**REQUIRED TASK:**
Rewrite the data from the line with "# test: locate the smartphone" to the line with "Query: pale blue sky", changing "red velvet seat" to "red velvet chair" and keeping everything else the same. Leave the pictures out.

**GIVEN DATA:**
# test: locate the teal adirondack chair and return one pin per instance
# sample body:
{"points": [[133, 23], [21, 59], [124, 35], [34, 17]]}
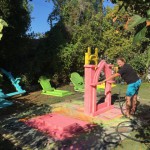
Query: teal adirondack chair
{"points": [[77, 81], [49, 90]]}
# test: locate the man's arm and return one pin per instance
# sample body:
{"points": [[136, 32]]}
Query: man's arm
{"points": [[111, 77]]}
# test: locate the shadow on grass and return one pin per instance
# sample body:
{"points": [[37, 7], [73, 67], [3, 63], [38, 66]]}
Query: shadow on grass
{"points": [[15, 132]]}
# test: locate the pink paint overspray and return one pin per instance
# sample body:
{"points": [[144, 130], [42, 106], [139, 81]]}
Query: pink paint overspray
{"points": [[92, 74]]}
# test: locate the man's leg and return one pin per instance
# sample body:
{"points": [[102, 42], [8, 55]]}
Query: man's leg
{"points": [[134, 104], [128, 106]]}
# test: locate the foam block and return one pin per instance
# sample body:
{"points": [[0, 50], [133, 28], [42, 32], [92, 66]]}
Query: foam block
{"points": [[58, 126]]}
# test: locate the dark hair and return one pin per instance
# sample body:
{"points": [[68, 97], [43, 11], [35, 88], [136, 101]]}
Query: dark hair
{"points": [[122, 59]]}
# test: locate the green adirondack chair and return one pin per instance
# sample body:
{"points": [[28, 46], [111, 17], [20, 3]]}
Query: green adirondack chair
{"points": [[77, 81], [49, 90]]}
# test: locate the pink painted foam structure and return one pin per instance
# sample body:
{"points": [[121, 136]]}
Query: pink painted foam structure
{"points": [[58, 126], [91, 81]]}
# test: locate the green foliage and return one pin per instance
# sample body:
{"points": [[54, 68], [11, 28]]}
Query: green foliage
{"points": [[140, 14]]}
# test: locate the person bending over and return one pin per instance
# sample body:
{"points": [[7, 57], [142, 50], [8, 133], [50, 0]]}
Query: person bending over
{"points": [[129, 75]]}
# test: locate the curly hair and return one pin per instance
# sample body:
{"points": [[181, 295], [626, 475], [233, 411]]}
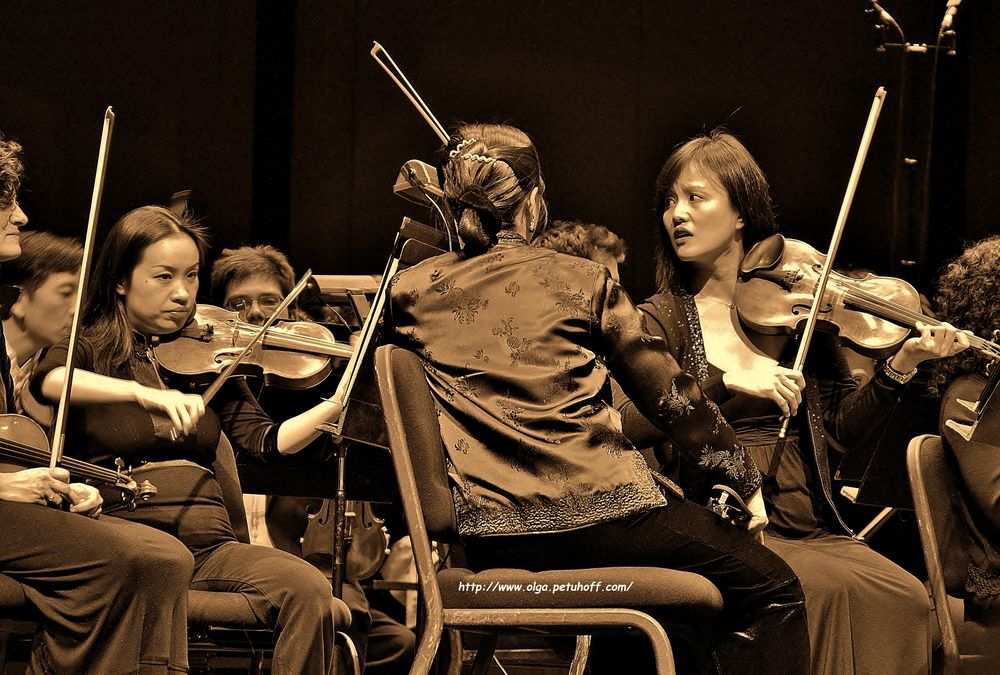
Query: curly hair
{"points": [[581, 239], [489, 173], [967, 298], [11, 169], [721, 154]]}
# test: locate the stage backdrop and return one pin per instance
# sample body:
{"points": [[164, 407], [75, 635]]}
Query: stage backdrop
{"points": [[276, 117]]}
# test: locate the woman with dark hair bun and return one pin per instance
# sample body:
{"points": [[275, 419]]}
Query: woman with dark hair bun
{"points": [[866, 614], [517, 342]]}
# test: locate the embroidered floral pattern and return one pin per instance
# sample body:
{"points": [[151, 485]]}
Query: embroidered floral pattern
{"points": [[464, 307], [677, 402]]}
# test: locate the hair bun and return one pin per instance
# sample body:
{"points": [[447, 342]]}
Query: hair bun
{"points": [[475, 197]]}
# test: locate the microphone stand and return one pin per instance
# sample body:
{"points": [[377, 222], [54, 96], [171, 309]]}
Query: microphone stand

...

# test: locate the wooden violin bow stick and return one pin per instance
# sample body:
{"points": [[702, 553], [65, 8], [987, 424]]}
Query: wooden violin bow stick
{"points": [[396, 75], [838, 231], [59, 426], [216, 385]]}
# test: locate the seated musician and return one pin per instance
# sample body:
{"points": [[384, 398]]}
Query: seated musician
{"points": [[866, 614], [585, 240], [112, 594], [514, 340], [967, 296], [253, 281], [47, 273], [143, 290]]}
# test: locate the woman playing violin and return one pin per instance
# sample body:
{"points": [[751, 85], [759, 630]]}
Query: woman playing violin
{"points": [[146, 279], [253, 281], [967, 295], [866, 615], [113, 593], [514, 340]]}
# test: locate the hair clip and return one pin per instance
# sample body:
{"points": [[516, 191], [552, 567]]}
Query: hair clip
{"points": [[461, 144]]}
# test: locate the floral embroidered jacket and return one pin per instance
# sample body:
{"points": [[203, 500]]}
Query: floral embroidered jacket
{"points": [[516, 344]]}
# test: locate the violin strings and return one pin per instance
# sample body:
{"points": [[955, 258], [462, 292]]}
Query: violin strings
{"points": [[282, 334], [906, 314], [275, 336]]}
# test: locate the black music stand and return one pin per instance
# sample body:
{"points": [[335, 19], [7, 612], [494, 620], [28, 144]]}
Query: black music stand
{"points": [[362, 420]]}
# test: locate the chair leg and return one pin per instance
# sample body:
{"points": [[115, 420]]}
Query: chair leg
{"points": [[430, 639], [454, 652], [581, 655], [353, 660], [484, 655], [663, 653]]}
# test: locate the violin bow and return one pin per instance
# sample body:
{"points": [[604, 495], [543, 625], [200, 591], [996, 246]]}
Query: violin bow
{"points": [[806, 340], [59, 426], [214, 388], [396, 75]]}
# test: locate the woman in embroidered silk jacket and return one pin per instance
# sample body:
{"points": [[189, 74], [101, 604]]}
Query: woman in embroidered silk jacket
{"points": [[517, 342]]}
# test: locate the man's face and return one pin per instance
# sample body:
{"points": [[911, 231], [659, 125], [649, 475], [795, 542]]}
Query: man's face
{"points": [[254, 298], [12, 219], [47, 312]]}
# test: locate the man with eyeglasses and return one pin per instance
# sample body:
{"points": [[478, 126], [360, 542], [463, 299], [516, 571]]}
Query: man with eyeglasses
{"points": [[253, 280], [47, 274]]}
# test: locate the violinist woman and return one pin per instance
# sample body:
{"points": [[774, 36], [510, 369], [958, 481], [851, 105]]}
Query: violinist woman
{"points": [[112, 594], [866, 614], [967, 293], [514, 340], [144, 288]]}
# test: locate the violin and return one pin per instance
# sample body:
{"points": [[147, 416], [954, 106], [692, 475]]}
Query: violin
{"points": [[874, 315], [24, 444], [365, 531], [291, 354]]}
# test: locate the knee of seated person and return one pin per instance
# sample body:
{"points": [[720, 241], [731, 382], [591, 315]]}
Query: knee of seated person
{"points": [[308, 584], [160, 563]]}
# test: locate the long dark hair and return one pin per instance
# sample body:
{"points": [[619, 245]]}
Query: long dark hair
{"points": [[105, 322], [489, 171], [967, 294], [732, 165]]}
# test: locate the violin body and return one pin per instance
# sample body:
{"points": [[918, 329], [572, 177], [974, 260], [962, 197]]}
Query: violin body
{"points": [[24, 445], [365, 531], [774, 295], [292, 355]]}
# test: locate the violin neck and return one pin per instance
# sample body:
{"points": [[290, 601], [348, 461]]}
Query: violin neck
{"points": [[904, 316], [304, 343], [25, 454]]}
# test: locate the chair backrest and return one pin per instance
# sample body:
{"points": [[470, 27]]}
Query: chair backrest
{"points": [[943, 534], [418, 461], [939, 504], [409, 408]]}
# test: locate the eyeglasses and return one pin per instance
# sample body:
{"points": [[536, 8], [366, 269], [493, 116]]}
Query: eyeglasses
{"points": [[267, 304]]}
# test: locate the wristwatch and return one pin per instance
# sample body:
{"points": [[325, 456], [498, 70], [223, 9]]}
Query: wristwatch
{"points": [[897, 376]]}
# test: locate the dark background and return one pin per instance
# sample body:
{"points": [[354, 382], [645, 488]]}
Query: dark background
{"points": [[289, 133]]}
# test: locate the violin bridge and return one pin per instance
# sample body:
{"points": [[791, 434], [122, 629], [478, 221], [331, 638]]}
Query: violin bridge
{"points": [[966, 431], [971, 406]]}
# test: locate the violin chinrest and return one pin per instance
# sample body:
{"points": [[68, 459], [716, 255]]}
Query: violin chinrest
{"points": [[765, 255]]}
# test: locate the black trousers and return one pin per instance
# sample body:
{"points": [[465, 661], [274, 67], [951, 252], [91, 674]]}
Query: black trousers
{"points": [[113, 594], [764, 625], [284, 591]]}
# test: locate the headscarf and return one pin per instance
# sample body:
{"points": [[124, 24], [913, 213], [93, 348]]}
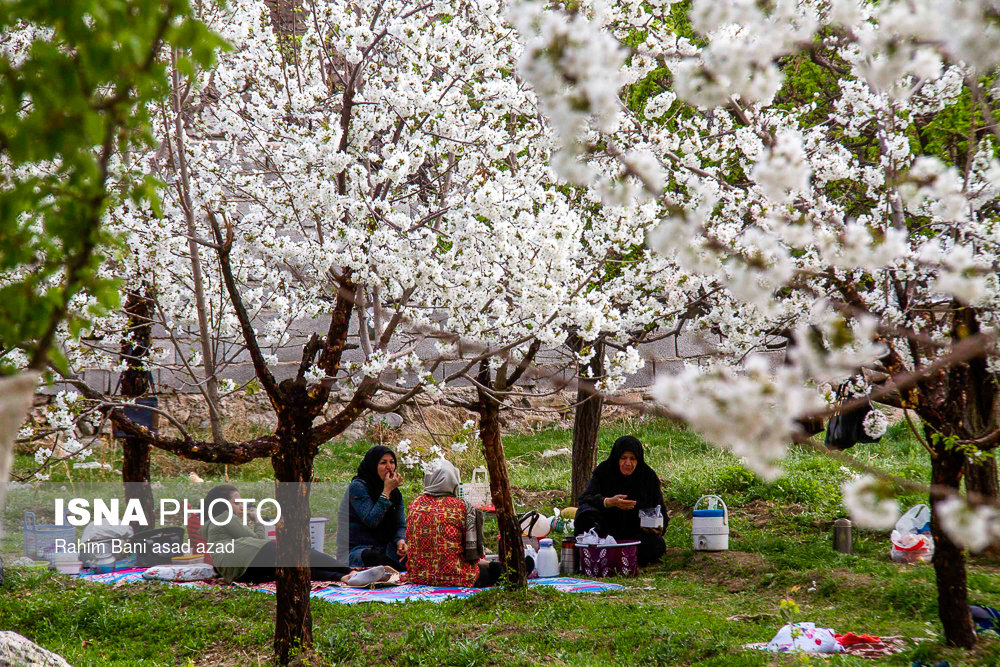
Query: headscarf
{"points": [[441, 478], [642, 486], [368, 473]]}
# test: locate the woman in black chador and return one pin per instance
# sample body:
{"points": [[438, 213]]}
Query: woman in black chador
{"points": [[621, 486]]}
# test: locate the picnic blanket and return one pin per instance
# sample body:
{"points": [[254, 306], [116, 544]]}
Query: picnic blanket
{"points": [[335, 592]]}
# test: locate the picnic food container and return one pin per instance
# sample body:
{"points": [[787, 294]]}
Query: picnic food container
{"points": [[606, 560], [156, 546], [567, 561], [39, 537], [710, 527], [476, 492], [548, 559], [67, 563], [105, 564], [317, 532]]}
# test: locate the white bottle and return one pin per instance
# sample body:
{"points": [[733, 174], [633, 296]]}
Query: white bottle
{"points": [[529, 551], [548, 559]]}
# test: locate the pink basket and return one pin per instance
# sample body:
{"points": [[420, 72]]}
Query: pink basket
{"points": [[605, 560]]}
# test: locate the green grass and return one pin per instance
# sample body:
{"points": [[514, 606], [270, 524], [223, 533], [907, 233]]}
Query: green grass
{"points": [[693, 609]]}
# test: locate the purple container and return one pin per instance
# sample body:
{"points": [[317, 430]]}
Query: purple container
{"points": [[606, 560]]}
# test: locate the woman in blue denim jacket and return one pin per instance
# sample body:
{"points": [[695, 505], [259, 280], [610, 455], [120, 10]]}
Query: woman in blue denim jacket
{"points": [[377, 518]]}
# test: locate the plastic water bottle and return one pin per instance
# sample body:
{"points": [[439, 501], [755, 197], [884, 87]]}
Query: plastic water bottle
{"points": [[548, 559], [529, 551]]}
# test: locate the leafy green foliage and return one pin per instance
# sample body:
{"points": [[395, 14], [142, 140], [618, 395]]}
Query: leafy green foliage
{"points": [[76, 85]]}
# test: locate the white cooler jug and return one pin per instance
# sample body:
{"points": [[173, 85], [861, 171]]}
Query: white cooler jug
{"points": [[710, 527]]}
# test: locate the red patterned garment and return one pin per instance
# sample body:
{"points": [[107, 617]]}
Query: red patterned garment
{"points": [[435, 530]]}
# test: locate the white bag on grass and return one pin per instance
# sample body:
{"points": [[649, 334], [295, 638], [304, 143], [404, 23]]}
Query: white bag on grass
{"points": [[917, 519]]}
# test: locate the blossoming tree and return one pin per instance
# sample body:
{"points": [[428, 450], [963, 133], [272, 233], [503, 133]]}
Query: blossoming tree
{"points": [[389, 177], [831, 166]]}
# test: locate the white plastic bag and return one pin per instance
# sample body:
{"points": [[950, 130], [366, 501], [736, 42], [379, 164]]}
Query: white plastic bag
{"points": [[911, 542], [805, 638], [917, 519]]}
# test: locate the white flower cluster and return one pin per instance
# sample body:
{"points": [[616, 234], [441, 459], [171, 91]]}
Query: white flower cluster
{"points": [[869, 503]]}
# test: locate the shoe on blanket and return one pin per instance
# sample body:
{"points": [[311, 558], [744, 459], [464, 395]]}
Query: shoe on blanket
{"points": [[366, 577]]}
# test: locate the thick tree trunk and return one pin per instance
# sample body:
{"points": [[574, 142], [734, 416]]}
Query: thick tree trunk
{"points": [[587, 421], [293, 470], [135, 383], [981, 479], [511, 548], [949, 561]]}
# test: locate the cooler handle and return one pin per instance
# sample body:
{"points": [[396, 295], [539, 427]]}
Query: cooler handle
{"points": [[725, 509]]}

--

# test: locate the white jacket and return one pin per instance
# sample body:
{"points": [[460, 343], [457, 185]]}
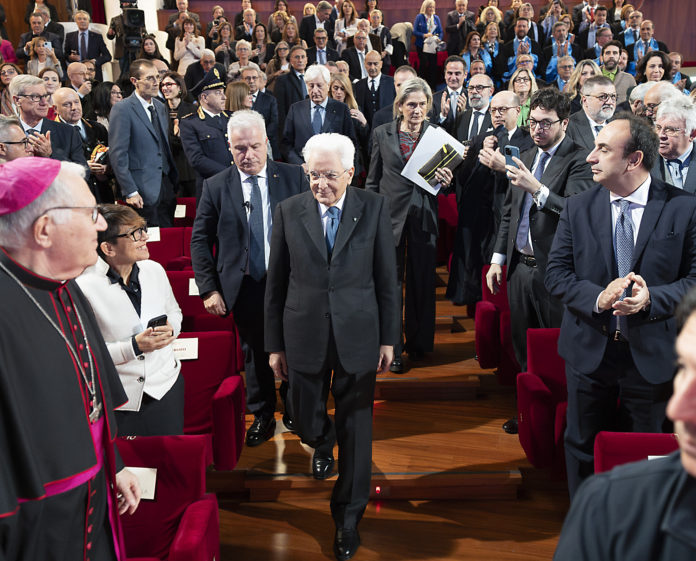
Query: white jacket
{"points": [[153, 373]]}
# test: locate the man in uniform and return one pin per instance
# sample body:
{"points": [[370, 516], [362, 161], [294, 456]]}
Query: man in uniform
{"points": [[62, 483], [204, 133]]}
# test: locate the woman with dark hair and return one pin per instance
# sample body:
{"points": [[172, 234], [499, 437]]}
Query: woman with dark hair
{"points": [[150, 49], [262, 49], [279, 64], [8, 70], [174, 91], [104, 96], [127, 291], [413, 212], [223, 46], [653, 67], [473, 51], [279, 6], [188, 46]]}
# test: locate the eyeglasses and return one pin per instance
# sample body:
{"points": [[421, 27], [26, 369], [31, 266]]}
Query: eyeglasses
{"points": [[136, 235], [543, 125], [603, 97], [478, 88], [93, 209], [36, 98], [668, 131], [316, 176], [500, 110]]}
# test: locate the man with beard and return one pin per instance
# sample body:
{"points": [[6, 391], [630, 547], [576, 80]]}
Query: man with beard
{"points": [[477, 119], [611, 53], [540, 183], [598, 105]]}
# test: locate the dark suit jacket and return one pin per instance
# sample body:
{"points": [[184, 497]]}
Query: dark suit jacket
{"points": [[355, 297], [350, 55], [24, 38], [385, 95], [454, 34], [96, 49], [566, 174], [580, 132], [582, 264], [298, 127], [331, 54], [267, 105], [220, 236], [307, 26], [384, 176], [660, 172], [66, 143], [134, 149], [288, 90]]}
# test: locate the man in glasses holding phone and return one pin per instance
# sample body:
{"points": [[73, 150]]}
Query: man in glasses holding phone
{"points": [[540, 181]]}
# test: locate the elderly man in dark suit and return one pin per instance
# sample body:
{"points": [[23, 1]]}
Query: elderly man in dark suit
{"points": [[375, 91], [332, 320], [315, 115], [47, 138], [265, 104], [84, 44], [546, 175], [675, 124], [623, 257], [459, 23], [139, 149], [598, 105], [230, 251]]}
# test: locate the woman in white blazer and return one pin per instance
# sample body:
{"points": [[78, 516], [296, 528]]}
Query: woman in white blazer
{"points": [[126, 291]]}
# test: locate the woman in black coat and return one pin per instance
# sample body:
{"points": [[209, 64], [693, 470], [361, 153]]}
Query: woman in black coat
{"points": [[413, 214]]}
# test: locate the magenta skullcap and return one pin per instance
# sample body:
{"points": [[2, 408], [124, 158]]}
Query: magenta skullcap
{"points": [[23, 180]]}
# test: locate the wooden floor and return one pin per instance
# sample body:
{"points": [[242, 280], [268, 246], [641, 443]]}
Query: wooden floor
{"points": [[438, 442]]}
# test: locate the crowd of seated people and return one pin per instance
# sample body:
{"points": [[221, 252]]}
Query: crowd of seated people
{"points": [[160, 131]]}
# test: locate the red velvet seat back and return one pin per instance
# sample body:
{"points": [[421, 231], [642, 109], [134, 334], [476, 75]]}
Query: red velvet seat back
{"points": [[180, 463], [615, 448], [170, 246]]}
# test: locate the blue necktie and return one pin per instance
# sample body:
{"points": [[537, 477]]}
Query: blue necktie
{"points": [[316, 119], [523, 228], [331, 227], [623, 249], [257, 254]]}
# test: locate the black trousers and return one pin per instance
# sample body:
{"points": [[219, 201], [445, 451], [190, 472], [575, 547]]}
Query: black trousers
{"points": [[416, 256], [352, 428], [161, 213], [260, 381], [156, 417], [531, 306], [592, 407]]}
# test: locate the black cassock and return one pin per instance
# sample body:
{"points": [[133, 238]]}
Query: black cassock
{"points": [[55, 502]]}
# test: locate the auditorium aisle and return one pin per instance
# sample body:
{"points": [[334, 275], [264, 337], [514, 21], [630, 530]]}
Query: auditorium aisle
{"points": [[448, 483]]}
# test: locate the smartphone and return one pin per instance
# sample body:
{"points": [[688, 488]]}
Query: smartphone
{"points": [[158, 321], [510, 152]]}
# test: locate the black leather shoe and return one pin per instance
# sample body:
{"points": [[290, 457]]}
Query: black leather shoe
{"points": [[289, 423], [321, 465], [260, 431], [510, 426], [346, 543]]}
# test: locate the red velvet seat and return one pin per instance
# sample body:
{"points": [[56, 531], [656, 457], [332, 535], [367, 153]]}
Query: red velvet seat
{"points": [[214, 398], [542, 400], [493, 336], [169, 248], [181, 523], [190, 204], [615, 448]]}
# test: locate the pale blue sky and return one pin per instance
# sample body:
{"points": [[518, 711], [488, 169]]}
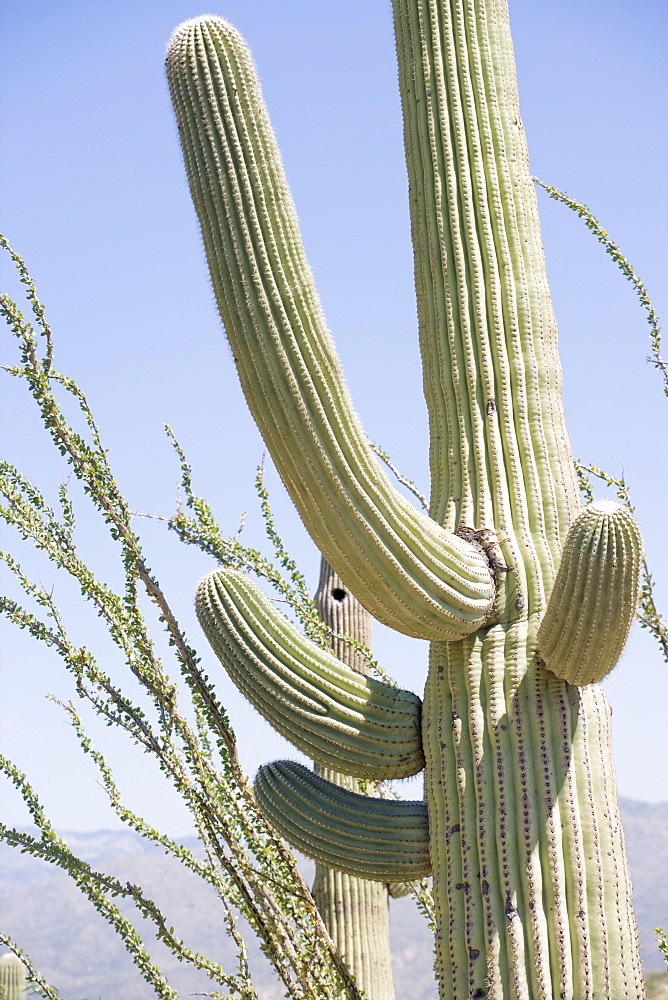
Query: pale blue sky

**TASK RESULT:**
# test: locate the smartphone and return one pin per instance
# sample body:
{"points": [[688, 488]]}
Query: smartphone
{"points": [[158, 321], [510, 152]]}
# test: locate the black leather shoe and return one pin per instance
# sample body:
{"points": [[290, 457]]}
Query: black leather shoe
{"points": [[289, 423], [321, 465], [260, 431], [510, 426], [346, 543]]}
# test: locate the red velvet chair and return one pin per instance
# sample body:
{"points": [[56, 531], [656, 457], [332, 535], [367, 153]]}
Query: red velvet chair
{"points": [[214, 398], [542, 400], [493, 336], [169, 248], [181, 523], [190, 204], [615, 448]]}
# test: locate the pale blue sky and return one pin per instance
# sample body:
{"points": [[518, 711], [488, 169]]}
Query: pale blue sky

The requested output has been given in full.